▸ REQUIRED WORK
Lines in the listing below that contain the string "orange" are to be found and copied.

SUPPLIED RECORDS: Begin

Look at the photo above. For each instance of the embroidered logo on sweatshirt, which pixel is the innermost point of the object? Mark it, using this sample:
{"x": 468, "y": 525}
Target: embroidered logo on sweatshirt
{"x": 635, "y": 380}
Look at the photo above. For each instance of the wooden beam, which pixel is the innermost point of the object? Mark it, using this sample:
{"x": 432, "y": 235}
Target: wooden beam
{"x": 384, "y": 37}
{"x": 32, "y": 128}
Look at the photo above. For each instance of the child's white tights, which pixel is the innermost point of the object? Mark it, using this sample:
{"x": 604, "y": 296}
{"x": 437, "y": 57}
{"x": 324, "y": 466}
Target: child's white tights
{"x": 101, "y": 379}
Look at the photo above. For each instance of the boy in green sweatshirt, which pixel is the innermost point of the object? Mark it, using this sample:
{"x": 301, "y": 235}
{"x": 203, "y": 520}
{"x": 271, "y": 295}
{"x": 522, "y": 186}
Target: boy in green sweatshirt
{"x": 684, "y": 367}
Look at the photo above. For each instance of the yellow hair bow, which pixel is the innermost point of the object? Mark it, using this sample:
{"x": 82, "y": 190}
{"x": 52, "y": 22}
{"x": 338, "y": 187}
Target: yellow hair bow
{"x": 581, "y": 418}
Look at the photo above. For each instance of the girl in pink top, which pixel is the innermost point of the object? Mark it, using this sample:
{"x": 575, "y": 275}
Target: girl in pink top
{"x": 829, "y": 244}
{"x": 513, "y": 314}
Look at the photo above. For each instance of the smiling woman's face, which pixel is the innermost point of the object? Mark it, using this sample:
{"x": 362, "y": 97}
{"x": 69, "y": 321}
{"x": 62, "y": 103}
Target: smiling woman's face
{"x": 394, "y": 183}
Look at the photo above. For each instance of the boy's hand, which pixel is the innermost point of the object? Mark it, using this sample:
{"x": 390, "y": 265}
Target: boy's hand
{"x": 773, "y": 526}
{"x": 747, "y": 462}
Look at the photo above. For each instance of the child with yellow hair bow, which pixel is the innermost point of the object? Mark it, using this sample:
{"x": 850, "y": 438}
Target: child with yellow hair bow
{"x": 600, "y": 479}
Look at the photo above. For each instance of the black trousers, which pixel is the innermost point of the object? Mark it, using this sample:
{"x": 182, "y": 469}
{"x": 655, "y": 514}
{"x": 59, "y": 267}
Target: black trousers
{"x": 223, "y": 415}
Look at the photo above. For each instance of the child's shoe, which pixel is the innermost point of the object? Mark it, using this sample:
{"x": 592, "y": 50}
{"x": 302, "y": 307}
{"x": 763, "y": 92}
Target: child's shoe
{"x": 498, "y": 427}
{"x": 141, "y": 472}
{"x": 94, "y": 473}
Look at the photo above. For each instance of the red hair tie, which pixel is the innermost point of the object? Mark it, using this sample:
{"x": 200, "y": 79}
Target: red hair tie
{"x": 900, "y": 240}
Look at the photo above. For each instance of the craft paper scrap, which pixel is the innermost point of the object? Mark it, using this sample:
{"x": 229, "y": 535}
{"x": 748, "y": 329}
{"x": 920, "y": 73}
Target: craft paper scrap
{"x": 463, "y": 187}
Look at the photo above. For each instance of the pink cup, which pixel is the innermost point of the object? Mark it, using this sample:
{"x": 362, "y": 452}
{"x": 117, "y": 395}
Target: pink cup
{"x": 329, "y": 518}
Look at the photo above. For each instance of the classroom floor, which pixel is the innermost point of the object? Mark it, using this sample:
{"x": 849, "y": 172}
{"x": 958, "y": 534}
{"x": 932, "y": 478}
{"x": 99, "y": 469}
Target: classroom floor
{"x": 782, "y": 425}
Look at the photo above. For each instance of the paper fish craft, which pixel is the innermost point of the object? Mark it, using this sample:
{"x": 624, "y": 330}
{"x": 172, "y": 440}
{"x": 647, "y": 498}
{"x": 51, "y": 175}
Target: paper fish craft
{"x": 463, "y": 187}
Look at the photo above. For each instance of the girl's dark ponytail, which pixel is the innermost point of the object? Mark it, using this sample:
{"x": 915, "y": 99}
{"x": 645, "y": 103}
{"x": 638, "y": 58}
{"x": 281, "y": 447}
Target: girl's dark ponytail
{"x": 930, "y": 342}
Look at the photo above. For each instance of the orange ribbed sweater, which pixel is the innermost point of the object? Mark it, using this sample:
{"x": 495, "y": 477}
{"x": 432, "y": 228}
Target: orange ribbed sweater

SUPPLIED RECORDS: End

▸ SOLUTION BELOW
Look at the photo above. For each instance of the orange ribbed sweater, which pixel is the innermost point of the object? Mark it, using this sample:
Target: orange ribbed sweater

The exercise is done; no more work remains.